- **Text to read**:

- - -

Do Members of LLCs Owe A Fiduciary Duty To Each Other in CT?

A limited liability company is essentially a combination or mix of a corporation and a partnership.  The LLC as an entity provides the flexibility of a partnership with the ability to govern and create ownership interests similar to a corporation.  The legislature codified the framework for LLCs in Connecticut in Title 34, Chapter 613 of the General Statutes.  The statutory frameworks permits the owners or members of LLCs to include specific governance provisions in a document called an “operating agreement.” Many times members use an attorney to draft the operating agreement. The operating agreement may cover a variety of topics including:

  • duties and rights of members and managers
  • finance
  • distributions
  • ownership and transfer of property
  • admission and withdrawal of members
  • lawsuits by and against the company
  • merger, consolidation and conversion
  • dissolution

If the members of an LLC fail to address any of these issues, the provisions for the Connecticut general statutes apply as a default.  With some exceptions, the statutory framework basically provides for simple majority control. The failure to address these issues typically results in significant control in the majority member.  So, if a minority member wants some aspect of control on these topics, the member would be well advised to take care of it by using an attorney to negotiate or draft provisions in the operating agreement with protections as part of the admission process.

- - -

- **Exercise material**:
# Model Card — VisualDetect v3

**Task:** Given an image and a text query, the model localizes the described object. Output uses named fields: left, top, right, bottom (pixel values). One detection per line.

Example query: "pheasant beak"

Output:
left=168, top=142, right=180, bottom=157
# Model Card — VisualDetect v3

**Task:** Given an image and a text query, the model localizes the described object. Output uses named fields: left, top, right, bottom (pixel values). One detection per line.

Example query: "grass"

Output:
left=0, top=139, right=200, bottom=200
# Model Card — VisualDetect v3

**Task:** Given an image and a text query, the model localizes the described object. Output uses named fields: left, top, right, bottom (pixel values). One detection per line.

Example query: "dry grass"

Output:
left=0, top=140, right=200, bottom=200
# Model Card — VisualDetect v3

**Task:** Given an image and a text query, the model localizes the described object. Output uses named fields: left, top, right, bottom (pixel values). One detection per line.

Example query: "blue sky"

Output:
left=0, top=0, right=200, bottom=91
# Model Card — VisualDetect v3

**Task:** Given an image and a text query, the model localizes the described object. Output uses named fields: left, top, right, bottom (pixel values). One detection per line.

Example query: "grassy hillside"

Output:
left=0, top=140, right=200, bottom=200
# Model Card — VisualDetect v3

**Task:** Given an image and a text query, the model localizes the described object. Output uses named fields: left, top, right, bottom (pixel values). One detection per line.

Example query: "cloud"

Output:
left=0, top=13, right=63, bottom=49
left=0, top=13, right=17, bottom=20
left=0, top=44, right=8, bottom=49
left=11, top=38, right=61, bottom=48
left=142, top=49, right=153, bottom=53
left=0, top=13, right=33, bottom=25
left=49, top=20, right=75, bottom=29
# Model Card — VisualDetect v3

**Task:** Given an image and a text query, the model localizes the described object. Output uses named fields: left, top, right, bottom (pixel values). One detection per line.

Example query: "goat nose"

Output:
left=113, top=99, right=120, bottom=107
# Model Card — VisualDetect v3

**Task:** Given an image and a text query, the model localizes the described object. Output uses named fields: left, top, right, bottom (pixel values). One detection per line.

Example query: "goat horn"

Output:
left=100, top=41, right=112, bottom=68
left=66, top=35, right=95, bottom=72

- - -

- **Problem set**:
(a) Put this sentence from the passage on Connecticut LLCs into Spanish: "The failure to address these issues typically results in significant control in the majority member."
(b) Pull out word for word the part of the rows that opens with their first line and closes with the line containing "left=168, top=142, right=180, bottom=157", and give only those lines.

- **Answers provided**:
(a) No abordar estas cuestiones suele dar como resultado un control significativo en manos del socio mayoritario.

(b)
# Model Card — VisualDetect v3

**Task:** Given an image and a text query, the model localizes the described object. Output uses named fields: left, top, right, bottom (pixel values). One detection per line.

Example query: "pheasant beak"

Output:
left=168, top=142, right=180, bottom=157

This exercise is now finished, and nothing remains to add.